*Directions*.
Locate the line that contains "Check that each instance of the riding". Reproduce it and all following lines up to the end of the material, exactly and with nothing added.

start

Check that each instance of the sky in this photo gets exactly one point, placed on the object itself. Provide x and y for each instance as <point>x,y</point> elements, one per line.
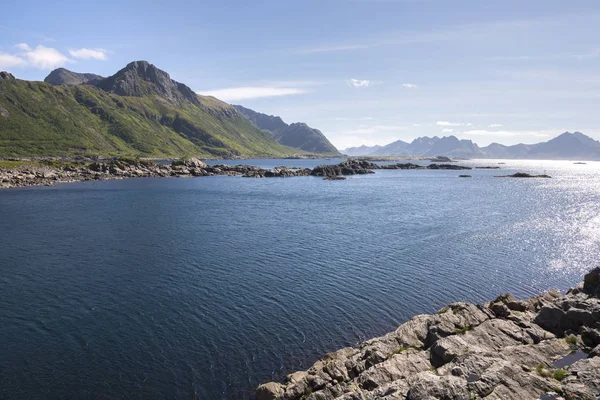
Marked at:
<point>364,72</point>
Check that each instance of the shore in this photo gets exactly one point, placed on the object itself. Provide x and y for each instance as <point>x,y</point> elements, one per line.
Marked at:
<point>546,347</point>
<point>50,172</point>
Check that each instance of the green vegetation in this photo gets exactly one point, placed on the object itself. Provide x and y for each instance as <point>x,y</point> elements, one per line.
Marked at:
<point>464,330</point>
<point>39,119</point>
<point>542,371</point>
<point>572,340</point>
<point>560,374</point>
<point>10,164</point>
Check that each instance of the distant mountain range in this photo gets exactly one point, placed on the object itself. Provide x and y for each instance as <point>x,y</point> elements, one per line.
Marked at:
<point>297,135</point>
<point>568,146</point>
<point>138,111</point>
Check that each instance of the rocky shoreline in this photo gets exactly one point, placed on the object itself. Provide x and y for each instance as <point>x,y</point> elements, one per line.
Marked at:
<point>546,347</point>
<point>40,174</point>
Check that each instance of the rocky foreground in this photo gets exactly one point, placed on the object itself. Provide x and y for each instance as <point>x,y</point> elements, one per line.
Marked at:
<point>546,347</point>
<point>37,174</point>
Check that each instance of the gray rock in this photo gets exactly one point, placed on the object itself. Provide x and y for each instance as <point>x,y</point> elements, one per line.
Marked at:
<point>467,351</point>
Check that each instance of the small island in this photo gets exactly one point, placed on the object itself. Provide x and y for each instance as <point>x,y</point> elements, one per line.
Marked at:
<point>523,175</point>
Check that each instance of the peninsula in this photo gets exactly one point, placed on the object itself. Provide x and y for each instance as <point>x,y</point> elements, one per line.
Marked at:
<point>546,347</point>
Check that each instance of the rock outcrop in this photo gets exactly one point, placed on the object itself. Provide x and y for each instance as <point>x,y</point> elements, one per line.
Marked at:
<point>523,175</point>
<point>50,172</point>
<point>506,349</point>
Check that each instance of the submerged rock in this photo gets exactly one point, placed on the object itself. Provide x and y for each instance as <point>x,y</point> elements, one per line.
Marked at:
<point>505,349</point>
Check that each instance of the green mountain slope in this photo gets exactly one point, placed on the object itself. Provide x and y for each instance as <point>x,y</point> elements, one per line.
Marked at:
<point>297,135</point>
<point>61,76</point>
<point>139,111</point>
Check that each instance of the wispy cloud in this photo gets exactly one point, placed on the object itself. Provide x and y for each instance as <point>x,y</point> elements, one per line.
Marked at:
<point>483,132</point>
<point>448,123</point>
<point>89,54</point>
<point>373,129</point>
<point>464,32</point>
<point>43,57</point>
<point>7,61</point>
<point>329,49</point>
<point>251,92</point>
<point>23,46</point>
<point>358,83</point>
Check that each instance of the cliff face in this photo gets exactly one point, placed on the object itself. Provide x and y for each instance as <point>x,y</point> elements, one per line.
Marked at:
<point>546,347</point>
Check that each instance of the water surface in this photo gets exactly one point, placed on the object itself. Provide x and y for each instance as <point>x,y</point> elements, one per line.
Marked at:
<point>206,287</point>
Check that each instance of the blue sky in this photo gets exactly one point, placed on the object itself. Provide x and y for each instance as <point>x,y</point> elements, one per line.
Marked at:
<point>364,72</point>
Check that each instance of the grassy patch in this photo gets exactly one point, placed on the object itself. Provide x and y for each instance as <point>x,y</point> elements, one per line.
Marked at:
<point>10,164</point>
<point>559,374</point>
<point>81,120</point>
<point>572,340</point>
<point>464,330</point>
<point>542,371</point>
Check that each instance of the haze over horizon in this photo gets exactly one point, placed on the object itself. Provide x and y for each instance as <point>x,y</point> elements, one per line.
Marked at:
<point>363,72</point>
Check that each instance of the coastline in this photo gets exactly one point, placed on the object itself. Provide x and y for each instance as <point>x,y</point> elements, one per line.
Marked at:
<point>52,172</point>
<point>546,347</point>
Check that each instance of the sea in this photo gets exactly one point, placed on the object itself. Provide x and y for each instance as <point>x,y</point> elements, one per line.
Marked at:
<point>204,288</point>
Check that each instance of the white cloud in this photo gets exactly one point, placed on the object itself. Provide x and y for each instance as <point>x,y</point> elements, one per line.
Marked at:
<point>8,61</point>
<point>251,92</point>
<point>23,46</point>
<point>358,83</point>
<point>45,58</point>
<point>480,132</point>
<point>447,123</point>
<point>373,129</point>
<point>88,54</point>
<point>327,49</point>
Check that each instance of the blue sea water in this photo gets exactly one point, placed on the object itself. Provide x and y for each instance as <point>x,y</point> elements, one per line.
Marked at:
<point>206,287</point>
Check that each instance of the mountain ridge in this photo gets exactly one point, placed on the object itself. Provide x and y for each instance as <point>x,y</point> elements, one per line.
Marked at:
<point>566,146</point>
<point>138,111</point>
<point>298,134</point>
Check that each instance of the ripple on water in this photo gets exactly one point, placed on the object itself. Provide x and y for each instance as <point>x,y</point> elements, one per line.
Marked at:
<point>208,287</point>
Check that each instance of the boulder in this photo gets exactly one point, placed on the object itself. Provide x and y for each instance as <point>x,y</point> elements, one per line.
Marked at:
<point>269,391</point>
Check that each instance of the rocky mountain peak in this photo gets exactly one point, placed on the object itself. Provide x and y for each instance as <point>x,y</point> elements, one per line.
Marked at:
<point>140,78</point>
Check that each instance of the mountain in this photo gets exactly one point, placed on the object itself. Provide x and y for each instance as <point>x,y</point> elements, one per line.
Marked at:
<point>397,148</point>
<point>63,76</point>
<point>138,111</point>
<point>568,146</point>
<point>297,135</point>
<point>361,150</point>
<point>425,147</point>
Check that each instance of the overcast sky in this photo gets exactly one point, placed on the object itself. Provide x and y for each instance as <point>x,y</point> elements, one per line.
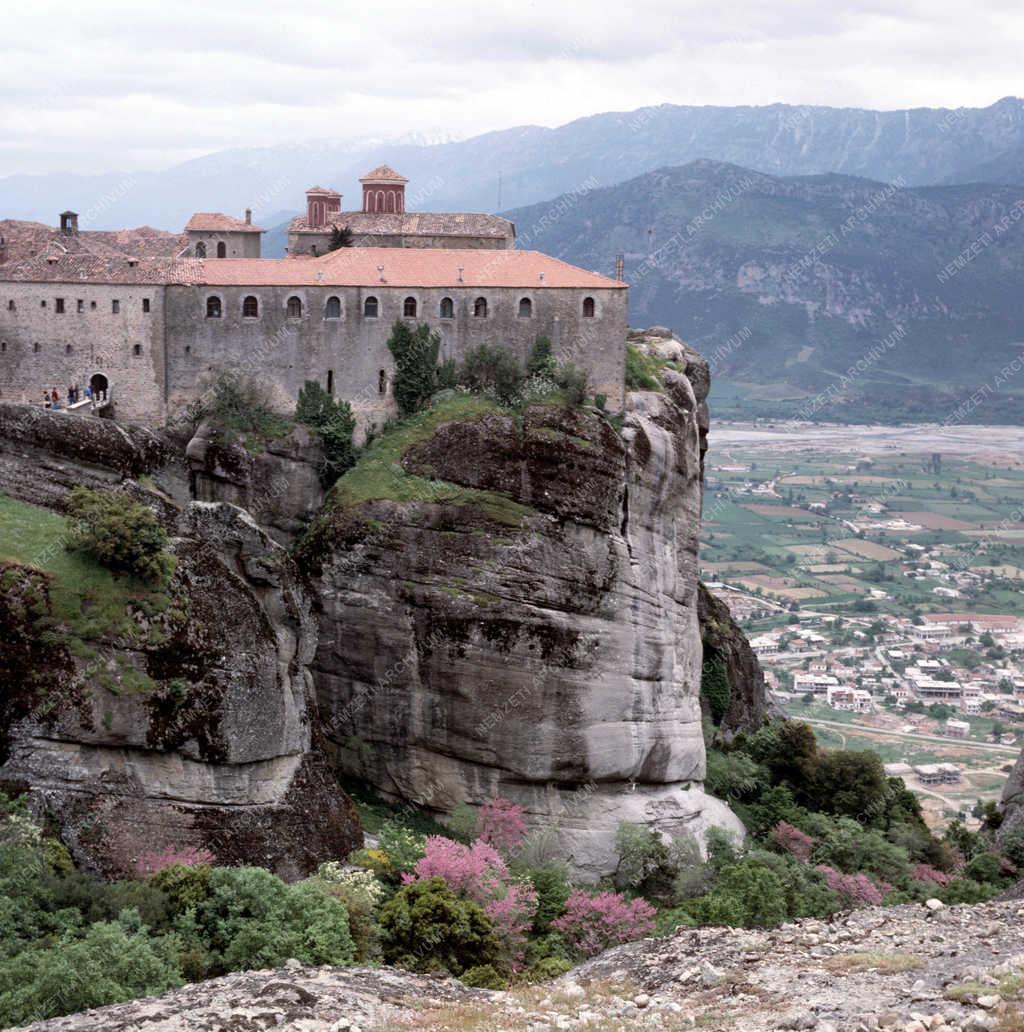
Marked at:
<point>109,85</point>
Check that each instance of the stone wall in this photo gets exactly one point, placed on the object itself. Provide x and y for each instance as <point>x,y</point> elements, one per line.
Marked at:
<point>41,348</point>
<point>284,352</point>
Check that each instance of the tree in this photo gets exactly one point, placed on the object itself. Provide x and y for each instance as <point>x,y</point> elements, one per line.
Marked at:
<point>119,534</point>
<point>340,237</point>
<point>415,353</point>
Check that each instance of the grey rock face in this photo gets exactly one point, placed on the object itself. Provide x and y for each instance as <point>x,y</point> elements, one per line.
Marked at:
<point>216,750</point>
<point>549,653</point>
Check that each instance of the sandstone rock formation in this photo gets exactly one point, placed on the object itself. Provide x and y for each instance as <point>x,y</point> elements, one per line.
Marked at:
<point>190,722</point>
<point>529,629</point>
<point>906,968</point>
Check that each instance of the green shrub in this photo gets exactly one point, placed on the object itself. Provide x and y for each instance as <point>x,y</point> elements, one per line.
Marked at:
<point>641,371</point>
<point>548,968</point>
<point>238,409</point>
<point>493,372</point>
<point>415,353</point>
<point>119,534</point>
<point>253,920</point>
<point>483,976</point>
<point>114,961</point>
<point>333,423</point>
<point>427,928</point>
<point>184,885</point>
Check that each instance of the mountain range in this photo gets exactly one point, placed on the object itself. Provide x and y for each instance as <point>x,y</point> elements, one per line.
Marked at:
<point>822,296</point>
<point>522,165</point>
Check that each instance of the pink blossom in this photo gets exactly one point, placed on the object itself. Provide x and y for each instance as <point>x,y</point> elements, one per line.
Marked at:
<point>501,824</point>
<point>857,890</point>
<point>188,856</point>
<point>793,841</point>
<point>592,924</point>
<point>924,872</point>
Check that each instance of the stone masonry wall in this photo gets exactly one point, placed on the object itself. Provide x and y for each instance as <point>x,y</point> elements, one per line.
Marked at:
<point>41,348</point>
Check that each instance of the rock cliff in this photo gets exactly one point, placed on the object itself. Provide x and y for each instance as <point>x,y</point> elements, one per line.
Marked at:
<point>183,717</point>
<point>516,613</point>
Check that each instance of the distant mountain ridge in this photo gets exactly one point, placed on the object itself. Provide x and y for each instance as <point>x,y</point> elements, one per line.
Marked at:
<point>818,296</point>
<point>915,147</point>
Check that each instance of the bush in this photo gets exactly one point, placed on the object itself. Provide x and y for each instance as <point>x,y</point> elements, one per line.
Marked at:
<point>415,353</point>
<point>483,976</point>
<point>427,928</point>
<point>119,534</point>
<point>593,923</point>
<point>253,920</point>
<point>240,408</point>
<point>114,961</point>
<point>493,372</point>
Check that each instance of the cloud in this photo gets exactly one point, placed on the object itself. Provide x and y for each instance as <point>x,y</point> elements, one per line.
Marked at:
<point>116,85</point>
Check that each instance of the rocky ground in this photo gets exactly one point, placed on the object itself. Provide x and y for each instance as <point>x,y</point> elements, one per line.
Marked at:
<point>908,969</point>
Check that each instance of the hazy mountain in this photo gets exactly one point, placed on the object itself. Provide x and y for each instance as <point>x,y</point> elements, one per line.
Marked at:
<point>915,147</point>
<point>789,283</point>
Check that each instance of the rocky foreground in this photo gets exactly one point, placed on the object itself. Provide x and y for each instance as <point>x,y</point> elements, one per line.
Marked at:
<point>908,968</point>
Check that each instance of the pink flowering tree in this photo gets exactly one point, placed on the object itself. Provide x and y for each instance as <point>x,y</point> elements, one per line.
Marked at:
<point>856,890</point>
<point>188,856</point>
<point>478,872</point>
<point>794,841</point>
<point>593,923</point>
<point>501,824</point>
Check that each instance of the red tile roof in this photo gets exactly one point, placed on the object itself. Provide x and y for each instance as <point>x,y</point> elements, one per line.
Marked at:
<point>218,222</point>
<point>413,224</point>
<point>345,267</point>
<point>383,173</point>
<point>407,267</point>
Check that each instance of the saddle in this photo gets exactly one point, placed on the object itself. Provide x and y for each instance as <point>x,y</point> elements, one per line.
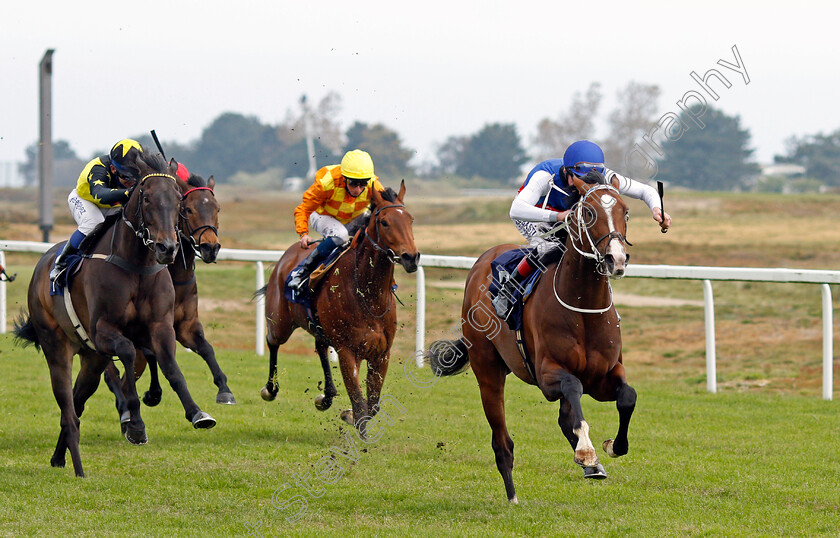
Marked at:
<point>501,268</point>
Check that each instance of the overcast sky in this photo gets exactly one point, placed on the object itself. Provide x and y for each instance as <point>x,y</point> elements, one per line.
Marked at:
<point>428,70</point>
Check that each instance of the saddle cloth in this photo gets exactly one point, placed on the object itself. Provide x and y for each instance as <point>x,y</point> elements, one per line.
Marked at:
<point>500,269</point>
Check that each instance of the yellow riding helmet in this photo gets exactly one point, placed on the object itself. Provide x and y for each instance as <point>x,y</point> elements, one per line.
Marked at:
<point>124,153</point>
<point>357,164</point>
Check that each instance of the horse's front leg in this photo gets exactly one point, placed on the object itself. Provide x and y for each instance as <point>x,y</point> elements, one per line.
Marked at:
<point>560,384</point>
<point>110,341</point>
<point>324,401</point>
<point>163,346</point>
<point>377,368</point>
<point>349,362</point>
<point>625,401</point>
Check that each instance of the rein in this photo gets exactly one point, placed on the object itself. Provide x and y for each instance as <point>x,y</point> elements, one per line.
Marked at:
<point>582,231</point>
<point>389,253</point>
<point>190,236</point>
<point>142,232</point>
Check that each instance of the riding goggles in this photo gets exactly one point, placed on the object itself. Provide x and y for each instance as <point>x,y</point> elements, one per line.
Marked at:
<point>583,168</point>
<point>357,182</point>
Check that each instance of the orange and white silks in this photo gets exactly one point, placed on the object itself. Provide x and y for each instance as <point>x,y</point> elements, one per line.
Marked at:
<point>328,196</point>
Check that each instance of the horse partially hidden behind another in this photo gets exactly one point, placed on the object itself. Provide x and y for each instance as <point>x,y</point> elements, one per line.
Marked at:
<point>353,303</point>
<point>123,301</point>
<point>571,332</point>
<point>199,227</point>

end

*Output*.
Check that each instance of the riding goggles in this photo gets exactly one point, placed on the object itself. Provide x and y for each instance as <point>x,y</point> elements, one per line.
Marked at:
<point>583,168</point>
<point>357,182</point>
Check that each instance of the orange and white silks in this photo gets exactly one point, placed on the object itself. Provide x and y for each instance as <point>x,y</point> elements, one per line.
Marked at:
<point>328,196</point>
Check that each instance of the horse partially hidden behind another in this photo gets exactly one point, placed on the object itself. Provide x and y for each instance as <point>x,y</point> elements, one per line.
Marked at:
<point>353,303</point>
<point>123,301</point>
<point>571,332</point>
<point>199,227</point>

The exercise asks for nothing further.